**EXCERTO DO DOCUMENTO:**
***
Recentemente actuou em Inglaterra, na Brixton Academy em Londres e na Escócia, na Glasgow Barrowlands, ao lado dos That Petrol Emotion, em concertos que a crítica louvou e onde o público delirou. Aparentemente a pose mantém-se inalterável: o corte de cabelo de sempre, olhos desmesurados, o tronco nu e cicatrizado enfiado numas “jeans” rotas e desbotadas que teimam em querer escorregar pelas pernas abaixo.
E as canções, claro, as antigas e as novas, do recente “Brick By Brick”. Canções ternas e duras: “Raw Power”, “Loose”, “Dirt”, “No Fun”, “I Wanna Be Your Dog”, “Lust For Life”, “China Girl”.
***
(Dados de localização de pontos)
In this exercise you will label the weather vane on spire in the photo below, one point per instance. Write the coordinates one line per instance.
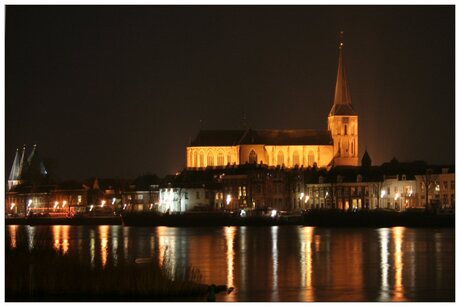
(341, 39)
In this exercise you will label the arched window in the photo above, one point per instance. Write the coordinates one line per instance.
(210, 159)
(311, 158)
(252, 157)
(201, 159)
(280, 158)
(295, 158)
(220, 158)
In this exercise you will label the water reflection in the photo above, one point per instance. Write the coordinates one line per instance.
(275, 263)
(13, 230)
(229, 237)
(384, 265)
(306, 239)
(274, 237)
(398, 235)
(167, 248)
(104, 239)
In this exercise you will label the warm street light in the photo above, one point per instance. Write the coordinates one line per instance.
(229, 199)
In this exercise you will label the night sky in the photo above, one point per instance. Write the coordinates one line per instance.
(118, 91)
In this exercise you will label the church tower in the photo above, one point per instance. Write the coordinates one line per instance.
***
**O PROBLEMA:** Em que salas decorreram os concertos recentes referidos no excerto?

**RESPOSTA ESCRITA:** Na Brixton Academy, em Londres, e na Glasgow Barrowlands, na Escócia.